[Source records]
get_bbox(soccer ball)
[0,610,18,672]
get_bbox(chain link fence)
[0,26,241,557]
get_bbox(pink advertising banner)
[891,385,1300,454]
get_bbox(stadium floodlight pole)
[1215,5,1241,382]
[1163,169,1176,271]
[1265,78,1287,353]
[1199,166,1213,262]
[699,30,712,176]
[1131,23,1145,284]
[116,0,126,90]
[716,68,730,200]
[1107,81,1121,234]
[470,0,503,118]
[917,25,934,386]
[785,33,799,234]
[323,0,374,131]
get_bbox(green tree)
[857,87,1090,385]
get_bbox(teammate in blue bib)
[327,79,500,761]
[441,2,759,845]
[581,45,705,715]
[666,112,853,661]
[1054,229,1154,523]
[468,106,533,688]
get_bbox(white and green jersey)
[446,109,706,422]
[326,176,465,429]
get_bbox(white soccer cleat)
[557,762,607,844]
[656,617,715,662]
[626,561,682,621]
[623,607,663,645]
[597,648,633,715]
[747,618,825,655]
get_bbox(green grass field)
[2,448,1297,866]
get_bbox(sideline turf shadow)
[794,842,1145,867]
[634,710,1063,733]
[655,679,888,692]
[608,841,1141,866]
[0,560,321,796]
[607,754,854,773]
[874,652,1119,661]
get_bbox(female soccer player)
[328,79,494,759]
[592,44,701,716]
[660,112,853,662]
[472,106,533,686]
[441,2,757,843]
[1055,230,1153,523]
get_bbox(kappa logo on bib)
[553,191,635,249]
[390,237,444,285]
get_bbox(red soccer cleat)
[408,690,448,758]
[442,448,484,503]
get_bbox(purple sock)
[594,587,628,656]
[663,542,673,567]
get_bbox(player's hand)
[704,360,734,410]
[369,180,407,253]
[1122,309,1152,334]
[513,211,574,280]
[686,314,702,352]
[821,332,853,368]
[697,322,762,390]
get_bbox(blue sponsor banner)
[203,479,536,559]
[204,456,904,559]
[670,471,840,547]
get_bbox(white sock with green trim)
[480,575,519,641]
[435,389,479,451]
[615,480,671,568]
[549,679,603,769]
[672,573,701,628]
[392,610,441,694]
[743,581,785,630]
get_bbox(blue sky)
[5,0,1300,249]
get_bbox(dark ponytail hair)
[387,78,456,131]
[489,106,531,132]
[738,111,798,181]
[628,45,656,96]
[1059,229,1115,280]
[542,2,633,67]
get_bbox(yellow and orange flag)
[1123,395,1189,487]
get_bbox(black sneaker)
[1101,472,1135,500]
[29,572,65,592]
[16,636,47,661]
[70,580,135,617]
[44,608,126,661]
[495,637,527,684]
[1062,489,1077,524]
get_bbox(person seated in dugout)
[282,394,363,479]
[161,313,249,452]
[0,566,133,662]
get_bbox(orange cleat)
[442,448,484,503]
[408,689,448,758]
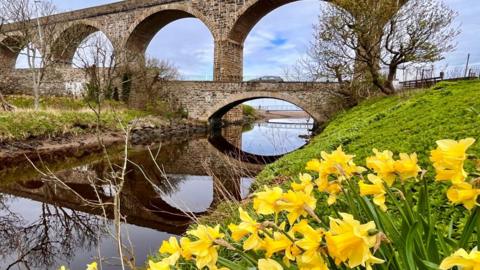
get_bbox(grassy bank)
[0,95,149,142]
[256,79,480,188]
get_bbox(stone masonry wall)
[131,81,345,123]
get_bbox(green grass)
[0,96,149,141]
[255,80,480,188]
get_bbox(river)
[0,118,313,270]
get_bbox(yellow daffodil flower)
[58,266,67,270]
[291,173,314,194]
[258,258,283,270]
[148,259,170,270]
[159,236,188,265]
[187,225,224,269]
[359,174,387,211]
[447,182,480,210]
[276,189,317,224]
[366,149,396,186]
[394,153,421,181]
[293,220,329,270]
[306,158,322,172]
[325,181,342,205]
[430,138,476,183]
[314,173,330,192]
[86,262,97,270]
[253,186,284,215]
[325,213,384,269]
[264,230,301,264]
[439,247,480,270]
[321,146,365,179]
[228,207,263,250]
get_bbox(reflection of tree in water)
[125,143,191,196]
[0,194,105,270]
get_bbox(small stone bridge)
[0,0,366,123]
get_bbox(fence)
[400,68,480,90]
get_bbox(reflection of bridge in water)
[0,127,264,236]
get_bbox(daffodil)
[148,260,170,270]
[58,266,67,270]
[86,262,97,270]
[263,230,301,264]
[447,182,480,210]
[430,138,475,183]
[439,247,480,270]
[394,153,421,181]
[228,207,263,250]
[366,149,396,186]
[325,181,342,205]
[291,173,314,194]
[159,237,186,265]
[258,258,284,270]
[306,158,322,172]
[325,213,384,269]
[359,174,387,211]
[253,186,284,215]
[293,220,329,270]
[321,146,365,179]
[187,225,224,269]
[277,189,317,224]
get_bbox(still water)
[0,118,312,270]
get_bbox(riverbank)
[0,95,208,170]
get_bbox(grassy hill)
[255,79,480,188]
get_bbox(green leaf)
[405,222,421,270]
[458,207,480,248]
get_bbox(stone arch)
[50,20,114,66]
[125,4,217,56]
[0,35,42,69]
[205,91,322,123]
[229,0,312,44]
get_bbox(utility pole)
[464,53,470,78]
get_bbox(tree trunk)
[33,83,40,110]
[383,64,398,94]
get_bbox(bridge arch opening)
[72,31,115,68]
[209,97,315,159]
[50,23,111,66]
[15,43,44,69]
[126,9,215,80]
[232,0,325,81]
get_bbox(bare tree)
[0,0,59,110]
[315,0,458,94]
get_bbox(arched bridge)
[0,0,367,123]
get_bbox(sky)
[19,0,480,80]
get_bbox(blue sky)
[42,0,480,80]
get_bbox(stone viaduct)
[0,0,359,124]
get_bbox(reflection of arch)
[125,5,216,55]
[208,130,283,164]
[50,21,113,65]
[205,92,320,123]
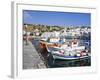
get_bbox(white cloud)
[23,11,32,22]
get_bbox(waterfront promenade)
[23,40,46,69]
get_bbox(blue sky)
[23,10,91,27]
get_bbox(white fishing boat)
[46,45,90,60]
[39,31,91,66]
[45,37,90,62]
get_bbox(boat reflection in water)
[49,57,91,68]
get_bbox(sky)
[23,10,91,27]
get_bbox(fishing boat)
[39,30,91,66]
[46,45,90,60]
[46,42,90,66]
[40,37,90,58]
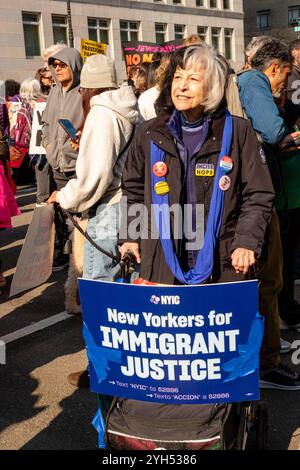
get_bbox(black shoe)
[279,301,300,328]
[52,254,69,272]
[67,369,90,388]
[280,318,300,332]
[259,364,300,390]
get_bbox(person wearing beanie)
[48,53,139,387]
[48,53,138,213]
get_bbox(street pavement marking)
[15,186,36,196]
[0,311,73,344]
[0,239,24,251]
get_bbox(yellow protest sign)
[80,39,107,62]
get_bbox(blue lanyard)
[151,110,233,285]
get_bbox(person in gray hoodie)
[42,47,83,270]
[42,47,83,185]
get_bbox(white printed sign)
[29,101,47,155]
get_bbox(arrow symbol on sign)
[245,393,254,396]
[146,394,153,397]
[109,381,116,385]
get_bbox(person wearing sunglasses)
[42,47,83,271]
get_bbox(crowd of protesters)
[1,33,300,446]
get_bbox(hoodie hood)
[49,47,83,91]
[89,85,139,125]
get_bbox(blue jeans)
[83,203,121,281]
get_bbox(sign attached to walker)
[79,279,263,405]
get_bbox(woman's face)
[41,76,52,88]
[171,64,208,122]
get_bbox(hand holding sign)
[231,248,255,275]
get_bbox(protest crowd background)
[1,32,300,450]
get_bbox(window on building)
[288,6,300,27]
[155,23,167,43]
[197,26,208,43]
[173,0,183,4]
[88,18,110,44]
[174,24,186,40]
[120,20,139,43]
[223,0,230,9]
[52,15,67,44]
[210,0,218,8]
[22,12,41,57]
[225,28,233,60]
[257,10,271,30]
[196,0,205,6]
[211,27,221,52]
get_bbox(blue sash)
[151,110,233,285]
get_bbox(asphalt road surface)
[0,185,300,450]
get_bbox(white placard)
[29,101,47,155]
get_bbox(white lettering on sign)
[100,326,239,355]
[161,295,180,305]
[121,357,222,381]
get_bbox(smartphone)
[58,119,78,141]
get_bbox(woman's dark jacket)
[121,109,275,284]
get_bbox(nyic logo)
[150,295,160,305]
[150,295,180,305]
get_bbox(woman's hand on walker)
[231,248,255,275]
[119,242,141,264]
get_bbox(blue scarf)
[151,110,233,285]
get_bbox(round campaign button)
[220,156,234,173]
[154,181,170,196]
[219,175,231,192]
[152,161,168,177]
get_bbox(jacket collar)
[147,110,179,157]
[148,108,226,157]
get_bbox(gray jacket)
[42,47,83,172]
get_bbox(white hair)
[20,78,44,103]
[182,44,227,114]
[43,43,68,62]
[245,36,274,64]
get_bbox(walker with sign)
[79,270,268,450]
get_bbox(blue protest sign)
[79,279,263,405]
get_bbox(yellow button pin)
[154,181,170,196]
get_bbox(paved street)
[0,185,300,450]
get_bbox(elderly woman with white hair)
[121,44,275,284]
[19,78,45,105]
[116,45,275,449]
[10,78,45,184]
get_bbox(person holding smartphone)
[42,47,83,271]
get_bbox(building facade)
[0,0,244,83]
[244,0,300,44]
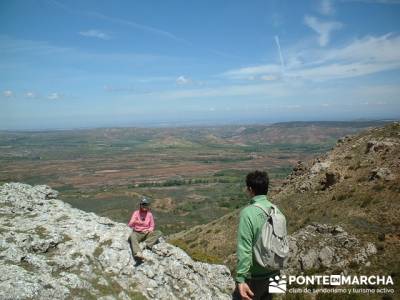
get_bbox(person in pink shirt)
[128,197,162,261]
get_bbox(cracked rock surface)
[0,183,234,300]
[285,223,376,274]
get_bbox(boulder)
[284,224,376,274]
[292,161,308,176]
[365,140,398,154]
[369,167,396,181]
[320,171,340,190]
[310,161,331,176]
[301,249,319,270]
[318,246,334,267]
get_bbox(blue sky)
[1,0,400,130]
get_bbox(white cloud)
[3,90,13,97]
[319,0,335,15]
[79,30,110,40]
[88,12,184,43]
[289,61,400,80]
[322,34,400,63]
[0,36,167,67]
[350,83,400,100]
[45,2,187,44]
[345,0,400,4]
[25,91,36,98]
[221,33,400,82]
[140,82,291,100]
[222,64,281,79]
[137,76,175,83]
[48,92,61,100]
[284,104,302,109]
[103,85,136,92]
[304,15,343,46]
[260,75,280,81]
[176,76,192,85]
[292,33,400,80]
[274,35,285,71]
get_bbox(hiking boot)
[134,253,145,261]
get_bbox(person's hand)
[238,282,254,300]
[134,217,143,224]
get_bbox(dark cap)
[140,197,150,206]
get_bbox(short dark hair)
[246,170,269,195]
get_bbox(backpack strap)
[255,203,287,238]
[252,203,274,217]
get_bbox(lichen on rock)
[0,183,234,300]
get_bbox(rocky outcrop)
[285,223,376,275]
[369,167,396,181]
[310,160,332,176]
[320,171,340,190]
[283,158,338,193]
[0,183,234,300]
[281,123,400,196]
[365,139,399,154]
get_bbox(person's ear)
[247,186,255,196]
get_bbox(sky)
[1,0,400,130]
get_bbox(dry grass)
[170,123,400,296]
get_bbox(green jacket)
[235,195,280,283]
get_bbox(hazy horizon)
[1,117,398,132]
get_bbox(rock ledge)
[0,183,234,300]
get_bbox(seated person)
[128,197,162,260]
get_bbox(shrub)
[377,242,385,252]
[372,184,385,192]
[377,233,385,241]
[335,193,348,201]
[360,196,374,208]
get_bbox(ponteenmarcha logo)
[268,275,287,293]
[269,274,394,295]
[288,275,394,286]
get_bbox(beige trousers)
[128,230,162,256]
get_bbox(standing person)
[233,170,287,300]
[128,197,162,261]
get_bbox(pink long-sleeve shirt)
[128,209,155,232]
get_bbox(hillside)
[228,121,391,145]
[169,122,400,297]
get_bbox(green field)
[0,121,387,234]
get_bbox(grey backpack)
[252,203,289,270]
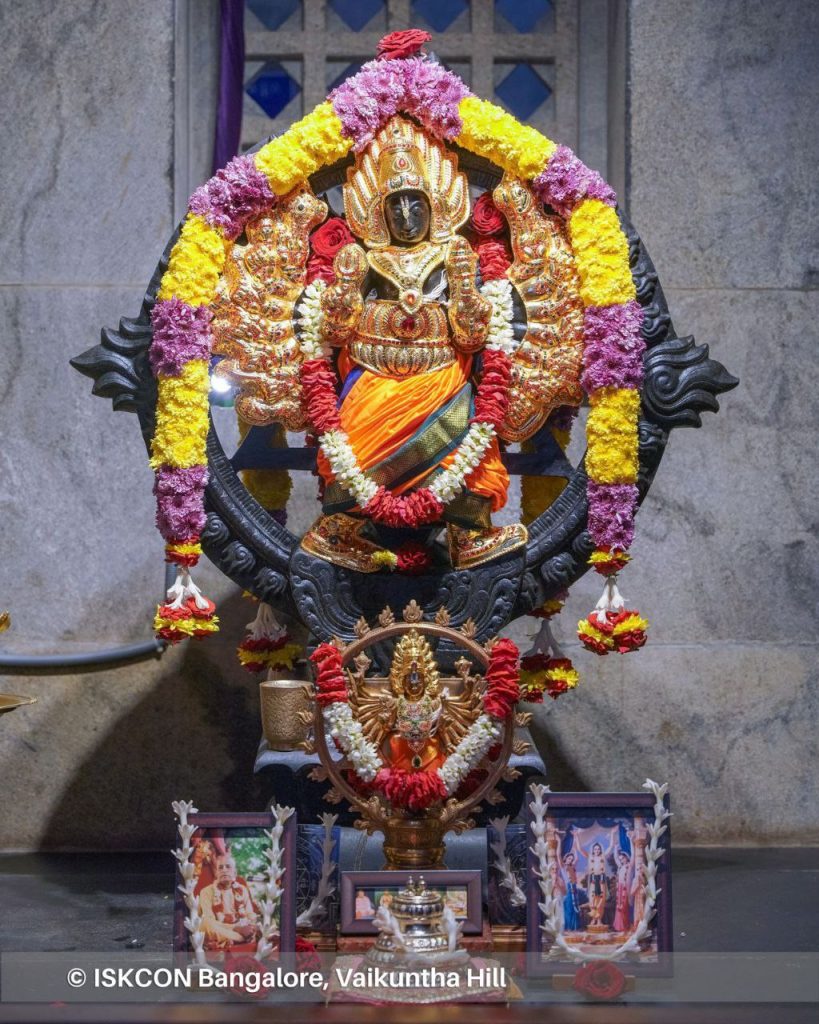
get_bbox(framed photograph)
[526,792,673,976]
[340,870,482,935]
[173,812,296,957]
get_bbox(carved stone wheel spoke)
[72,147,738,644]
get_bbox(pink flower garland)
[532,145,616,218]
[535,150,644,559]
[329,57,471,151]
[149,299,214,564]
[188,153,276,241]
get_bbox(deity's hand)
[446,236,492,353]
[446,236,480,289]
[320,242,367,345]
[334,242,368,284]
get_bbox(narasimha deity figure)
[212,115,585,571]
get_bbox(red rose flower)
[471,192,506,237]
[296,936,322,975]
[476,238,512,281]
[572,961,626,1001]
[310,217,354,260]
[376,29,431,61]
[224,954,273,1001]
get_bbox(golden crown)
[344,116,469,248]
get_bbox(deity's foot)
[301,512,388,573]
[446,522,528,570]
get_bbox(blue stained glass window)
[326,61,365,93]
[245,61,301,119]
[411,0,470,34]
[328,0,384,31]
[495,0,552,34]
[494,63,552,122]
[246,0,301,31]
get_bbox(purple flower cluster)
[587,482,638,551]
[154,465,208,544]
[149,298,212,378]
[533,145,616,218]
[188,154,275,240]
[581,300,645,392]
[330,58,470,151]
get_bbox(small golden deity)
[349,629,481,777]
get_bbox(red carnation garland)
[475,238,512,281]
[374,766,447,812]
[309,642,348,705]
[472,348,512,429]
[483,637,521,719]
[301,358,342,433]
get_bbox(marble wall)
[0,1,816,850]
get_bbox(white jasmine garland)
[319,429,379,505]
[295,279,328,359]
[437,713,502,794]
[319,421,496,512]
[481,278,517,356]
[428,422,496,504]
[322,701,380,782]
[324,701,503,797]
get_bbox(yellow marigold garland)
[157,215,228,307]
[585,388,640,484]
[456,97,557,180]
[567,200,636,308]
[149,360,211,470]
[254,103,351,195]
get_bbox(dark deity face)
[384,189,431,244]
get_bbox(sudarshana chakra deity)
[74,30,735,836]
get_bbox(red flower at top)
[572,961,627,1000]
[310,217,354,260]
[471,192,506,237]
[376,30,432,61]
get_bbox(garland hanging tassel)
[154,569,219,644]
[577,576,647,655]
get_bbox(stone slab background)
[0,0,816,850]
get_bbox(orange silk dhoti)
[316,351,509,514]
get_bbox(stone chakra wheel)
[72,55,738,647]
[308,603,529,869]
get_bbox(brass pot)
[259,679,312,751]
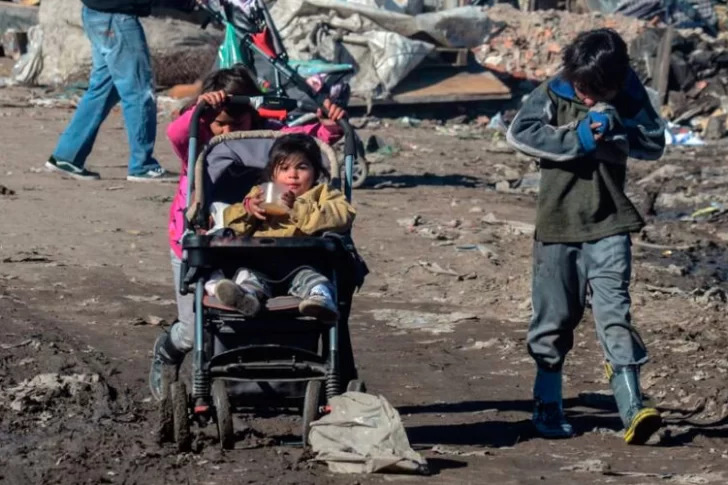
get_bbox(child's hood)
[547,68,645,104]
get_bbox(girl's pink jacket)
[167,108,342,259]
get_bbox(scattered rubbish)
[309,392,428,474]
[416,260,459,277]
[560,459,611,473]
[431,445,491,457]
[0,184,16,196]
[0,339,36,350]
[691,287,727,305]
[2,373,101,414]
[459,337,515,351]
[131,315,167,327]
[487,112,506,132]
[396,215,423,230]
[2,252,51,263]
[370,309,477,334]
[690,202,725,220]
[481,213,535,236]
[665,123,705,146]
[10,25,42,85]
[398,116,422,128]
[455,244,499,261]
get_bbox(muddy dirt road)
[1,90,727,485]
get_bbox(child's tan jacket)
[222,183,355,238]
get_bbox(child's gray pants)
[528,234,648,372]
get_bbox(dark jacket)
[506,69,665,243]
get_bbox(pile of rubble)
[475,5,651,82]
[662,30,728,140]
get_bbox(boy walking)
[507,29,665,444]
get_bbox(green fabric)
[217,23,242,69]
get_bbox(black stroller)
[158,95,367,451]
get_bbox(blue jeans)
[52,7,160,176]
[528,234,648,371]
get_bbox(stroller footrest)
[204,295,301,313]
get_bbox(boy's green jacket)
[506,69,665,243]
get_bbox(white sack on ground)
[309,392,428,474]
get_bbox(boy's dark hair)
[265,134,330,182]
[183,65,265,128]
[562,28,630,98]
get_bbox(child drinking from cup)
[205,133,355,322]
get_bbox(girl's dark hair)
[183,65,265,128]
[264,134,330,183]
[562,28,630,98]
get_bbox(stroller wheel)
[212,380,234,450]
[346,379,367,393]
[302,380,324,448]
[341,157,369,190]
[170,382,192,453]
[156,368,175,444]
[350,158,369,189]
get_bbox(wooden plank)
[655,26,674,106]
[349,68,511,107]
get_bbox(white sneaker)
[299,285,339,323]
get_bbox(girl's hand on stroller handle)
[198,90,228,109]
[317,99,346,124]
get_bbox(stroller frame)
[159,95,364,451]
[197,0,370,188]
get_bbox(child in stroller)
[204,133,354,322]
[156,107,366,450]
[151,66,348,403]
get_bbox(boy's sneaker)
[127,167,176,182]
[532,399,574,439]
[214,279,261,316]
[299,285,339,323]
[45,156,100,180]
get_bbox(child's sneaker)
[214,279,261,316]
[45,156,100,180]
[606,363,662,445]
[127,167,176,182]
[532,399,574,438]
[299,284,339,323]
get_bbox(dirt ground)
[1,86,727,485]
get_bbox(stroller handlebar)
[185,94,358,215]
[190,95,356,157]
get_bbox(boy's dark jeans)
[528,234,648,372]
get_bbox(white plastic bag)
[309,392,428,474]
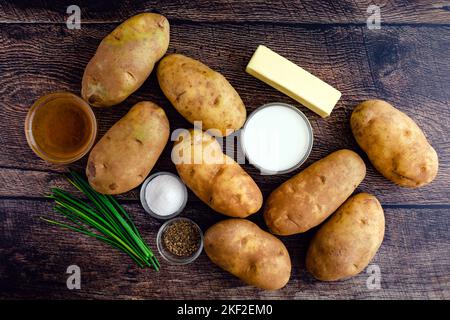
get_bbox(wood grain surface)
[1,199,449,299]
[0,0,449,300]
[1,0,450,24]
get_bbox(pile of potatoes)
[81,13,248,195]
[78,13,438,291]
[83,13,171,194]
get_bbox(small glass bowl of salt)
[140,172,188,220]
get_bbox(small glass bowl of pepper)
[156,217,203,265]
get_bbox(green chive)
[41,171,160,271]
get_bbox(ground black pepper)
[162,220,200,257]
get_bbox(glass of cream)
[241,102,313,175]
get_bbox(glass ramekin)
[156,217,204,265]
[140,172,188,220]
[24,92,97,164]
[240,102,314,175]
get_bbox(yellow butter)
[246,45,341,118]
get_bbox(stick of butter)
[246,45,342,117]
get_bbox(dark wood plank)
[1,199,449,299]
[1,0,450,24]
[0,23,449,204]
[2,164,450,206]
[1,0,449,302]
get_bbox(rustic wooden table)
[0,1,449,300]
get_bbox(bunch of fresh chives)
[41,171,160,270]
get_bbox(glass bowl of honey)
[25,92,97,164]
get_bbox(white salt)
[145,174,185,216]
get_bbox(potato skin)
[82,13,170,107]
[172,129,262,217]
[264,149,366,235]
[351,100,438,187]
[86,101,169,194]
[306,193,385,281]
[204,219,291,290]
[157,54,246,136]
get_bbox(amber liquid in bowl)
[25,92,97,164]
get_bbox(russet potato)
[86,101,169,194]
[351,99,438,187]
[172,129,262,217]
[204,219,291,290]
[306,193,385,281]
[158,54,246,136]
[264,149,366,235]
[82,13,170,107]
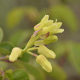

▶ _AIM OF THE EXERCISE_
Reproduce word for word the lines from the line with "get_bbox(potato skin)" to the end of the entries above, both included, but leave the pictures out.

▶ _ANSWER FOR THIS EXERCISE_
get_bbox(potato skin)
[82,13,170,107]
[172,129,262,217]
[264,149,366,235]
[351,100,438,187]
[86,101,169,194]
[306,193,385,281]
[204,219,291,290]
[157,54,246,136]
get_bbox(amber liquid in bowl)
[25,92,97,164]
get_bbox(russet potato)
[86,101,169,194]
[351,99,438,187]
[172,129,262,217]
[204,219,291,290]
[306,193,385,281]
[158,54,246,136]
[264,149,366,235]
[82,13,170,107]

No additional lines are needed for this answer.